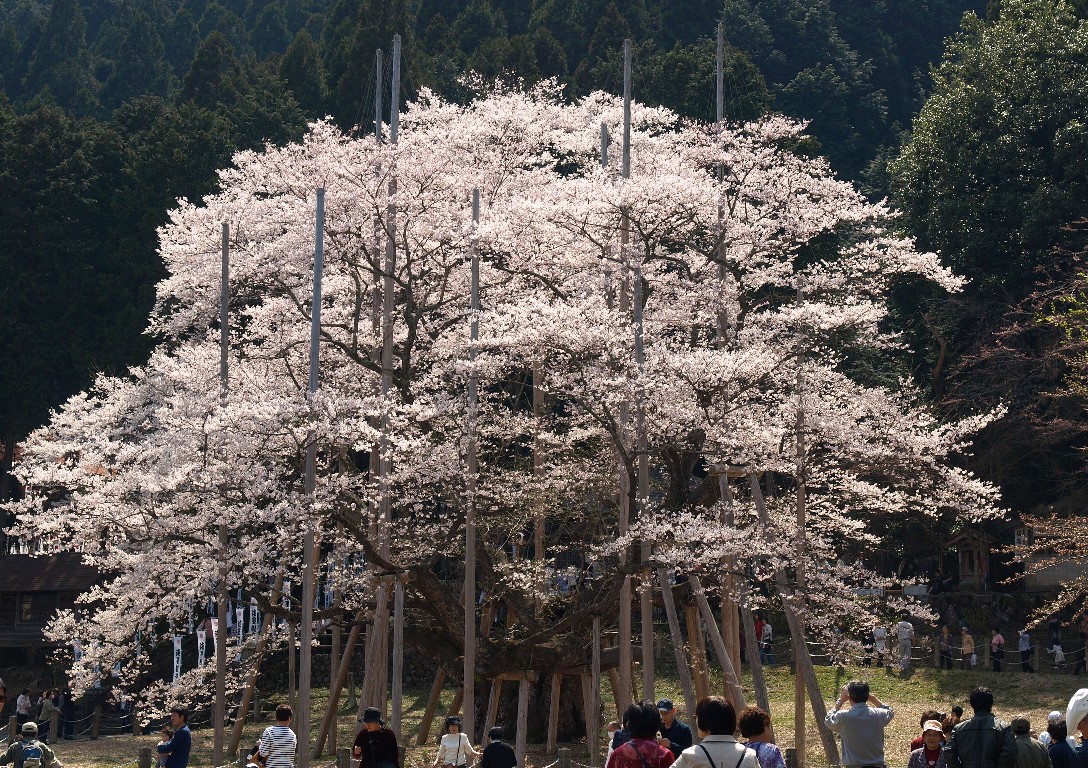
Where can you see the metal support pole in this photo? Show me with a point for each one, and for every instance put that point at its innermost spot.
(469, 676)
(310, 549)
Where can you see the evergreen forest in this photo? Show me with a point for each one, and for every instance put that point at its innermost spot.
(972, 118)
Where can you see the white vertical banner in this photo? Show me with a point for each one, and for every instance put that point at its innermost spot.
(177, 657)
(285, 602)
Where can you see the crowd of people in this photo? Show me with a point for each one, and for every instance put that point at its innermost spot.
(951, 741)
(960, 649)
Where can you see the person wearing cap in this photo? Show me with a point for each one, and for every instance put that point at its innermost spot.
(716, 721)
(181, 744)
(643, 721)
(929, 754)
(967, 648)
(375, 745)
(676, 734)
(1076, 716)
(1045, 736)
(1024, 645)
(455, 748)
(983, 741)
(28, 747)
(1061, 754)
(926, 717)
(279, 743)
(1029, 752)
(861, 727)
(497, 754)
(904, 630)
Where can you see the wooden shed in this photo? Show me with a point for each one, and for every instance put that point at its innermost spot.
(33, 589)
(973, 555)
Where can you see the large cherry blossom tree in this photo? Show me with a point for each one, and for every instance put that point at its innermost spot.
(762, 283)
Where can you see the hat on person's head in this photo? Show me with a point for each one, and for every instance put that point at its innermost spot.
(1077, 709)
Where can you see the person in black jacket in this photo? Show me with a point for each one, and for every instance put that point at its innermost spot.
(983, 741)
(68, 714)
(497, 754)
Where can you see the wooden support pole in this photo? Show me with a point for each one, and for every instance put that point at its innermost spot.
(762, 697)
(432, 705)
(804, 663)
(329, 721)
(586, 681)
(592, 736)
(398, 658)
(614, 684)
(682, 668)
(496, 695)
(458, 701)
(247, 696)
(553, 714)
(697, 664)
(292, 667)
(731, 676)
(519, 745)
(334, 655)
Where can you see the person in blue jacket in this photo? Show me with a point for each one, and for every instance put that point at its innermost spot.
(178, 747)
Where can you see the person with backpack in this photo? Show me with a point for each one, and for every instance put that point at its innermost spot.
(643, 722)
(716, 721)
(983, 741)
(28, 752)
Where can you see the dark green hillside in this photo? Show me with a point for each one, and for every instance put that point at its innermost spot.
(112, 109)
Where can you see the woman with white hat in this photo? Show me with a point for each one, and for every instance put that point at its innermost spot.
(1076, 718)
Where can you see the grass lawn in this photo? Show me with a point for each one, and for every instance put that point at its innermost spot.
(909, 694)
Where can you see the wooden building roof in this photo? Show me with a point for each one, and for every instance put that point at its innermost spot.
(63, 572)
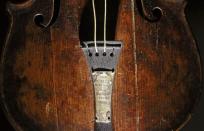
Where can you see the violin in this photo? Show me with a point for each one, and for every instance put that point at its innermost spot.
(99, 65)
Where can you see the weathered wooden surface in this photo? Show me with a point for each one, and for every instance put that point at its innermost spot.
(46, 84)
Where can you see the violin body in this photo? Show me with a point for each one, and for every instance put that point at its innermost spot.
(46, 83)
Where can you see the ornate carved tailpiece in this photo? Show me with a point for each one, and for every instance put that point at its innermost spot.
(102, 66)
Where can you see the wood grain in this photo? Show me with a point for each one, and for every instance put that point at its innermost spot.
(46, 84)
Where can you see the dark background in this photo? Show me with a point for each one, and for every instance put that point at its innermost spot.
(195, 16)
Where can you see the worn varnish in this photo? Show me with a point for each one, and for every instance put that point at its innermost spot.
(46, 84)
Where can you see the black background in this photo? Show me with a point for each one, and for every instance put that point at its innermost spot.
(195, 16)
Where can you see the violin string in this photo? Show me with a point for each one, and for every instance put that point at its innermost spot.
(105, 18)
(95, 25)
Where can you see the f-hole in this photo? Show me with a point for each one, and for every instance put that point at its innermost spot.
(86, 32)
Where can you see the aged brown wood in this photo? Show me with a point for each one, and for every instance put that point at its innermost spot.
(46, 84)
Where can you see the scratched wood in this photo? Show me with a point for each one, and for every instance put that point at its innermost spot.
(46, 84)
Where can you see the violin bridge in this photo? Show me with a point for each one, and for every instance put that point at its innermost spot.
(102, 67)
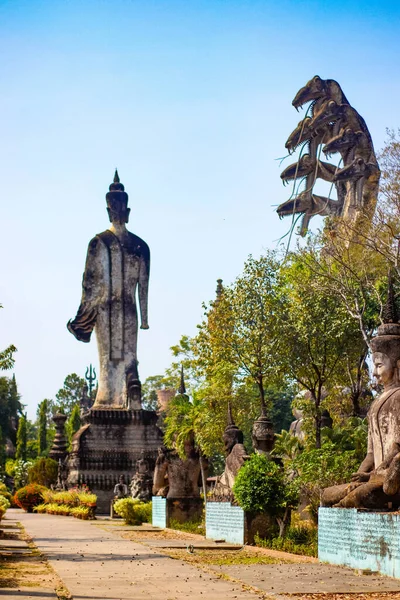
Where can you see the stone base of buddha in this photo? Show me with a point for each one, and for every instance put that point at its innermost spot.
(108, 445)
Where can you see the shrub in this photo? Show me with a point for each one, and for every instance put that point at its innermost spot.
(43, 471)
(133, 511)
(259, 486)
(29, 496)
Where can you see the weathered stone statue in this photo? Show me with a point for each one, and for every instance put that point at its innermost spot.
(263, 436)
(117, 269)
(121, 489)
(236, 455)
(175, 477)
(338, 128)
(377, 482)
(142, 481)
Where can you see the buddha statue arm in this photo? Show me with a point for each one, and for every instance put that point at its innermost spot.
(367, 465)
(92, 291)
(143, 286)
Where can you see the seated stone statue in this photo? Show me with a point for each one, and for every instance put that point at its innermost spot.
(121, 489)
(142, 481)
(175, 477)
(236, 455)
(376, 484)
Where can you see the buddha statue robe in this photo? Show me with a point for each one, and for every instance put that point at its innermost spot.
(116, 268)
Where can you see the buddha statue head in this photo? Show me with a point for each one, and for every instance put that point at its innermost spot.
(117, 202)
(263, 435)
(386, 345)
(232, 434)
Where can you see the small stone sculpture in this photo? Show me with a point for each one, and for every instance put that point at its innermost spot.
(142, 481)
(236, 455)
(376, 484)
(175, 477)
(121, 489)
(263, 435)
(117, 270)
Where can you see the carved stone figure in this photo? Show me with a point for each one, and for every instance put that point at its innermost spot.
(121, 489)
(338, 128)
(236, 455)
(117, 268)
(175, 477)
(263, 436)
(376, 484)
(142, 481)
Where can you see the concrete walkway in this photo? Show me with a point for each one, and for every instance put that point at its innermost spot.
(96, 564)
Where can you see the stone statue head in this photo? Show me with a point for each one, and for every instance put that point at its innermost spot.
(386, 354)
(263, 435)
(117, 202)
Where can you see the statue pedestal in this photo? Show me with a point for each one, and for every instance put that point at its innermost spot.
(108, 446)
(360, 539)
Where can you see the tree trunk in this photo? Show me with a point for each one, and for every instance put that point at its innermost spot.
(284, 522)
(203, 478)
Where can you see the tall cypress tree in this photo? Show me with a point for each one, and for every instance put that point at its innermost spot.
(42, 434)
(21, 439)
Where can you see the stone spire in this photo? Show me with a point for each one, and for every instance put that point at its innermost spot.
(60, 443)
(182, 388)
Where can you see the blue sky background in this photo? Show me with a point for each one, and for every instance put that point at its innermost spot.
(192, 102)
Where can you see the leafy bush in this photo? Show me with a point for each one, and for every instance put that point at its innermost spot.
(43, 471)
(133, 511)
(308, 547)
(259, 486)
(29, 496)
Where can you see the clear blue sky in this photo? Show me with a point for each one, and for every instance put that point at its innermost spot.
(192, 102)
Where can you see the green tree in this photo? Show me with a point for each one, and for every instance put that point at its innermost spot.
(21, 453)
(42, 439)
(69, 395)
(318, 339)
(73, 423)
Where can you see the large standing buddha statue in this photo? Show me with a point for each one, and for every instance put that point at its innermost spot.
(117, 269)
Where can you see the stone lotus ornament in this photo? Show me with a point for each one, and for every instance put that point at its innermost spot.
(116, 272)
(376, 484)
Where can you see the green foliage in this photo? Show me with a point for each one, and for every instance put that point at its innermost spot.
(21, 453)
(43, 471)
(29, 496)
(133, 511)
(298, 540)
(42, 438)
(150, 387)
(260, 486)
(69, 395)
(19, 470)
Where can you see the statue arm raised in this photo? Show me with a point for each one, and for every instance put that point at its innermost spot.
(83, 324)
(144, 273)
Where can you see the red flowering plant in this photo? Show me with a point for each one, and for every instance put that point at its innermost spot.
(29, 496)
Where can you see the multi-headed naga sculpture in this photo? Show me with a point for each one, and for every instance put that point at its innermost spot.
(332, 126)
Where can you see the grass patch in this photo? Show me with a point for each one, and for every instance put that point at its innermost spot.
(223, 557)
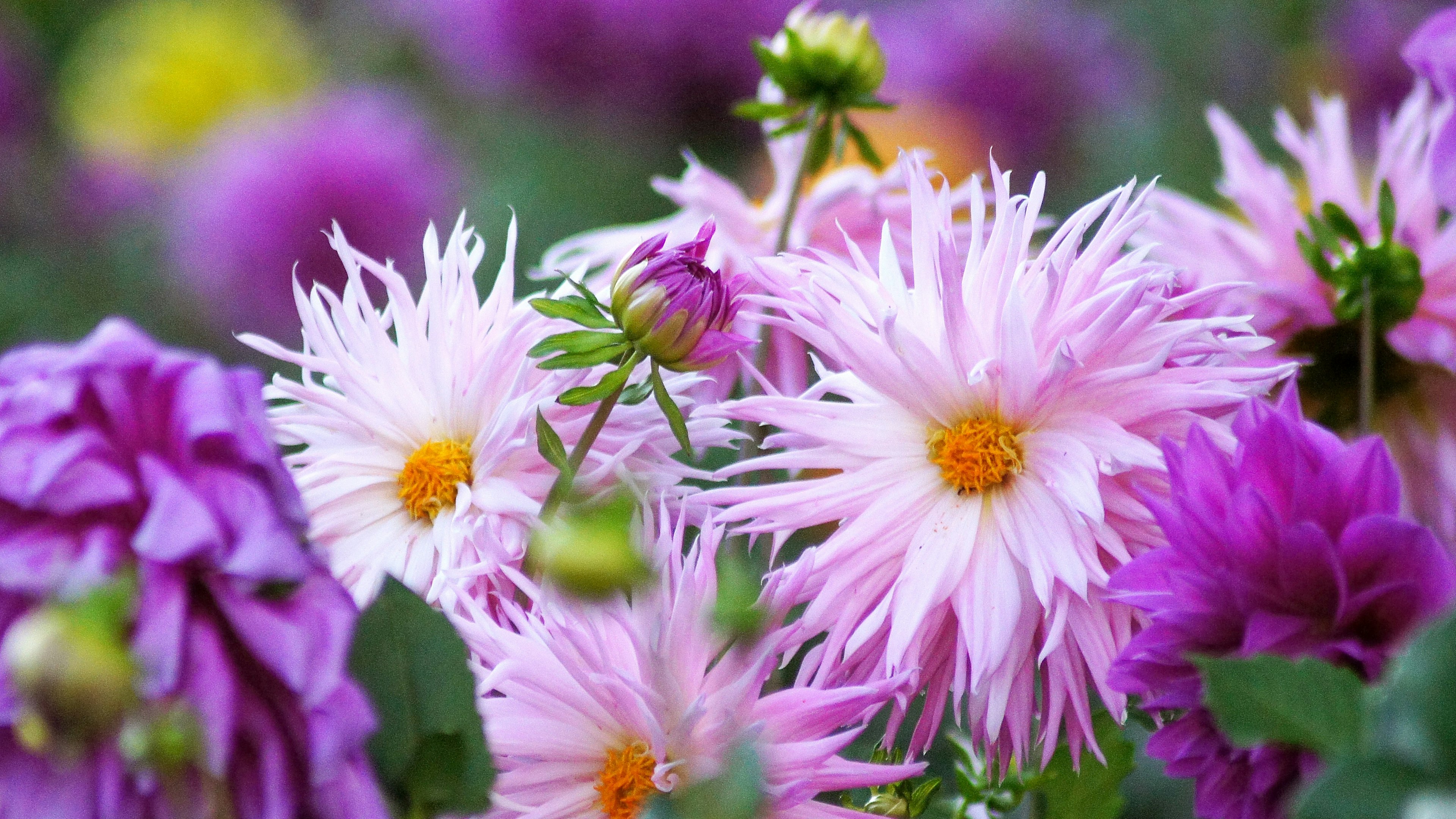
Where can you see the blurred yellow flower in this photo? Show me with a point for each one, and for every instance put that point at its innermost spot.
(149, 79)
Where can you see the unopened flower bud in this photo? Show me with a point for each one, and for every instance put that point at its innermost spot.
(72, 677)
(673, 307)
(835, 57)
(592, 551)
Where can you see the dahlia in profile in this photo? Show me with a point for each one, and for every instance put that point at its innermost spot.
(417, 423)
(849, 202)
(982, 465)
(1416, 361)
(1291, 546)
(593, 709)
(168, 648)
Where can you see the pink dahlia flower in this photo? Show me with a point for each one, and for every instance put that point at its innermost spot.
(126, 460)
(1432, 55)
(982, 465)
(1289, 546)
(1416, 368)
(851, 202)
(592, 710)
(417, 422)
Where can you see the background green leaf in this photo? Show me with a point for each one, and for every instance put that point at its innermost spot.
(430, 748)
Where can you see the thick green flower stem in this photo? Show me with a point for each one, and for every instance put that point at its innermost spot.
(1366, 358)
(579, 454)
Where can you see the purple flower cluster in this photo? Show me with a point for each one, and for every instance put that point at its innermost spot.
(126, 458)
(1291, 546)
(251, 212)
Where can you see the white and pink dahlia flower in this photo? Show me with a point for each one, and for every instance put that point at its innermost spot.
(416, 423)
(1416, 365)
(983, 455)
(593, 709)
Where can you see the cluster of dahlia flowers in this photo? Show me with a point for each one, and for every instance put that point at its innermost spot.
(985, 464)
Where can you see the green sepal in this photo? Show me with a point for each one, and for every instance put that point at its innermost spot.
(574, 342)
(637, 394)
(675, 416)
(549, 444)
(571, 311)
(586, 361)
(609, 384)
(1387, 210)
(759, 111)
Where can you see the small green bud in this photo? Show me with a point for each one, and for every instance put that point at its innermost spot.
(828, 57)
(73, 678)
(592, 550)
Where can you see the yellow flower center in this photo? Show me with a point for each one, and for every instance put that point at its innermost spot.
(430, 477)
(976, 454)
(627, 781)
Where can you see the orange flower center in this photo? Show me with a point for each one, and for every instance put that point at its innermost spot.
(430, 477)
(976, 454)
(627, 781)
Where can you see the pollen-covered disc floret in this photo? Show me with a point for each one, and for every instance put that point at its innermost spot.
(416, 423)
(976, 454)
(431, 477)
(627, 780)
(590, 709)
(996, 411)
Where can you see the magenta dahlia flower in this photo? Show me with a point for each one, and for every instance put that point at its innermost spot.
(982, 467)
(592, 710)
(253, 210)
(1291, 546)
(1432, 53)
(417, 422)
(129, 460)
(1416, 368)
(851, 203)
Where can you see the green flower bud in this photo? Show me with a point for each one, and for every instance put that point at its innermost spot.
(590, 551)
(73, 677)
(828, 56)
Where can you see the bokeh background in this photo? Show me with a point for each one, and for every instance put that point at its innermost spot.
(177, 161)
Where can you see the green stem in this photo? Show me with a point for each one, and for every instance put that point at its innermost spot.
(579, 454)
(1366, 358)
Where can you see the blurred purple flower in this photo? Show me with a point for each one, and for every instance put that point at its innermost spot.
(1432, 53)
(1292, 546)
(263, 195)
(679, 59)
(124, 457)
(1024, 75)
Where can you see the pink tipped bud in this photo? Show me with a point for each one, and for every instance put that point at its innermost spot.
(676, 308)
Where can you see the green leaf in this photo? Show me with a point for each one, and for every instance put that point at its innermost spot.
(430, 751)
(571, 311)
(609, 384)
(586, 361)
(549, 444)
(863, 145)
(1341, 223)
(822, 142)
(637, 394)
(574, 342)
(1267, 698)
(1387, 210)
(1416, 709)
(1360, 789)
(675, 416)
(761, 111)
(1091, 793)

◆ ◆ ◆ ◆ ◆

> [AIM OF THE TASK]
Quote, without alteration, the final stretch of the entries: the line with "Where can you see the green flower" onward to the last line.

> [RESPONSE TO THIS EXERCISE]
Where can you see the green flower bud in this photo? Show me with a point for each one, and for every instance put that point at its innermost spot.
(590, 551)
(73, 677)
(828, 56)
Where can you see the bokeh background in this photo? Show me with a point for each one, and for every instance put that point at its innermost spot.
(177, 161)
Where can you see the green stem in this photo? Show me with a point for each one, and for every instance put that point at its innermost spot.
(579, 454)
(1366, 358)
Where can you see the blurred purple flower in this photo? Show me with a point for each one, and for every instance put that point at its innermost spot.
(1432, 53)
(1292, 546)
(263, 195)
(679, 59)
(124, 457)
(1024, 75)
Where can you see the pink tipped bud in this photo? Show me with a point for each one, and for every instance put that point at its innermost spot.
(676, 308)
Where can you see the green leaf in this photo? Show me with a point for each one, and for every instance put that point at its innermost spot.
(430, 751)
(571, 311)
(609, 384)
(586, 361)
(549, 444)
(863, 145)
(1341, 223)
(822, 142)
(637, 394)
(574, 342)
(1267, 698)
(1387, 210)
(1416, 709)
(1360, 789)
(675, 416)
(761, 111)
(1091, 793)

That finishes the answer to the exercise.